Opdrachten:
(1) Zet de alinea uit het opiniestuk over duurzame inzetbaarheid die begint met "Je zou bijna vergeten dat" om in een korte opsomming met de belangrijkste feiten.
(2) Geef een stuk uit het opiniestuk over duurzame inzetbaarheid woordelijk terug: begin bij de woorden "Leestijd 6 minuten" en stop na "van Olympia Uitzendbureau.".

Tekstfragment:
Leestijd 6 minuten

Opinie: 'Duurzame inzetbaarheid is zaak van werkgever én werknemer'

Organisaties investeren massaal in kantoorfruit, fitnessprogramma’s en coachingstrajecten om de gezondheid en vitaliteit van medewerkers te bevorderen. Weggegooid geld als werknemers deze tools niet omarmen om zich een gezonde levensstijl eigen te maken. Vitaliteit is een gedeelde verantwoordelijkheid van werkgever én werknemer, vindt Steven Gudde van Olympia Uitzendbureau.

Opiniestuk steven gudde

Vitaliteit en gezondheid staan hoog op de agenda van veel werkgevers. Medewerkers moeten immers breed en duurzaam inzetbaar zijn zodat ze fit hun - vaak uitgestelde - pensioendatum kunnen halen.

Werkgevers mogen vandaag de dag dan hun uiterste best doen om medewerkers gezond en vitaal te houden, maar waar ligt de verantwoordelijk van de medewerker zelf?

Maar ook omdat de wetgever ervoor heeft gezorgd dat de (financiële) risico’s van uitval van medewerkers voor werkgevers substantieel groter zijn geworden. Bedrijven investeren dan ook veel tijd en geld in collectieve sportprogramma’s, persoonlijke adviesgesprekken, gezonde lunches, vitaliteitsapps en levensstijlprogramma’s. Dit alles om de medewerker vitaal en fit te krijgen. Of fit te laten blijven. Fit in termen van gezondheid en fit in termen van blijven passen binnen de voortdurend veranderende eisen in de bestaande functie en op de arbeidsmarkt in het algemeen.

Kosten noch moeite worden gespaard. Want investeren in vitaliteit van medewerkers is investeren in een moderne preventiemaatregel om verzuim te voorkomen en aansluiting op de markt te behouden.

Je zou bijna vergeten dat, met al deze economische redenen, het ook gewoon een kwestie van fatsoen is om je als werkgever druk te maken over de vitaliteit en gezondheid van de medewerkers voor wie je verantwoordelijk bent. Let wel: álle medewerkers. Die in vaste en die in tijdelijke dienst. Freelancers én uitzendkrachten. Kortom: werkgevers moeten investeren in alle medewerkers die op enige wijze bijdragen aan de doelstelling van een organisatie. Die investering mag niet afhankelijk zijn van de status van het arbeidscontract.

Ook medewerkers moeten aan de bak

Werkgevers mogen vandaag de dag dan hun uiterste best doen om medewerkers gezond en vitaal te houden, maar waar ligt de verantwoordelijk van de medewerker zelf? We zien en horen hier doorgaans weinig over. Vooral de werkgevers lijken aan zet. Zij zijn het die hun medewerkers dure programma’s aanbieden. Medewerkers hoeven hier alleen maar – wel of niet dankbaar – gebruik van te maken. Waar werkgevers actief zijn, zijn medewerkers vooral passief en gelaten. En dat is nu precies waar de schoen wringt.

Aangeleverd materiaal:
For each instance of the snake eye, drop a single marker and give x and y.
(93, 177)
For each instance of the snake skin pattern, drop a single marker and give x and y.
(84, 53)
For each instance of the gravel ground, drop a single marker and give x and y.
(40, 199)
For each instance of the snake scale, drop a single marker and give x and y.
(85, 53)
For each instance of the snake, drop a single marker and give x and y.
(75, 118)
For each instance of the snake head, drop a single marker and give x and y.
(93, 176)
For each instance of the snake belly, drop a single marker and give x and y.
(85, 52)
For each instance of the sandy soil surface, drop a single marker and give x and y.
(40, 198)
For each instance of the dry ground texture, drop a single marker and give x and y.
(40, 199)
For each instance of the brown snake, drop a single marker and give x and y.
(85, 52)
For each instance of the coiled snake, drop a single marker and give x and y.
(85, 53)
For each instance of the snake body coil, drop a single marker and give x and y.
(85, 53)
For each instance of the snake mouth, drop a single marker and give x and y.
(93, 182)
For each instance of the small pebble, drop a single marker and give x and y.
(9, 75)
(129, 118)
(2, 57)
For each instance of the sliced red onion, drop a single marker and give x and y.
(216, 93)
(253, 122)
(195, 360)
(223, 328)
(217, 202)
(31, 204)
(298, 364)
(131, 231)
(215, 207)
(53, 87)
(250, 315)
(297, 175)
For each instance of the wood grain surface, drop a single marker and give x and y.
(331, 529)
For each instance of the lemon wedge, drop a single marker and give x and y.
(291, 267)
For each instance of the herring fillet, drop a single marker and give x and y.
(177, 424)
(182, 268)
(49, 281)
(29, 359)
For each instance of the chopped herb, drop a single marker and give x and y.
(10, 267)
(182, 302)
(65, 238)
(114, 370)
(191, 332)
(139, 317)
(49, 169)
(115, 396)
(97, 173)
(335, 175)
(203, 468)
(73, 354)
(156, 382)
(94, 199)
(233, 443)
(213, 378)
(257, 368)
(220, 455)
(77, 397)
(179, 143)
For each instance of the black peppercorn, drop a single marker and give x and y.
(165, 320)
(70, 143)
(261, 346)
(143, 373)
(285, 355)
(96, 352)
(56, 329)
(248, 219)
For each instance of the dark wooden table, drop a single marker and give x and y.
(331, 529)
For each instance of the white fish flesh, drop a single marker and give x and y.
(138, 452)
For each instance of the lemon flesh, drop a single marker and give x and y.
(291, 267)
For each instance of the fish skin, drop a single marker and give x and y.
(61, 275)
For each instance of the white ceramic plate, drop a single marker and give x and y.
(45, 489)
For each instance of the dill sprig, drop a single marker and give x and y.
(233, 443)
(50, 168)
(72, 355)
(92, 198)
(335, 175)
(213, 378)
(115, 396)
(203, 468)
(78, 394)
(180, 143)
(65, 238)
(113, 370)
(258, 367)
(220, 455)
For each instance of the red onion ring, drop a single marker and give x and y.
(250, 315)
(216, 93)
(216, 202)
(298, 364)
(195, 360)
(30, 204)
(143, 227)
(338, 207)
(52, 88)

Antwoorden:
(1)
- Naast alle economische redenen is het ook een kwestie van fatsoen dat een werkgever zich druk maakt over de vitaliteit en gezondheid van de medewerkers voor wie hij verantwoordelijk is.
- Dat geldt voor álle medewerkers: in vaste en tijdelijke dienst, freelancers en uitzendkrachten.
- Werkgevers moeten investeren in iedereen die op enige wijze bijdraagt aan de doelstelling van de organisatie.
- Die investering mag niet afhangen van de status van het arbeidscontract.

(2)
Leestijd 6 minuten

Opinie: 'Duurzame inzetbaarheid is zaak van werkgever én werknemer'

Organisaties investeren massaal in kantoorfruit, fitnessprogramma’s en coachingstrajecten om de gezondheid en vitaliteit van medewerkers te bevorderen. Weggegooid geld als werknemers deze tools niet omarmen om zich een gezonde levensstijl eigen te maken. Vitaliteit is een gedeelde verantwoordelijkheid van werkgever én werknemer, vindt Steven Gudde van Olympia Uitzendbureau.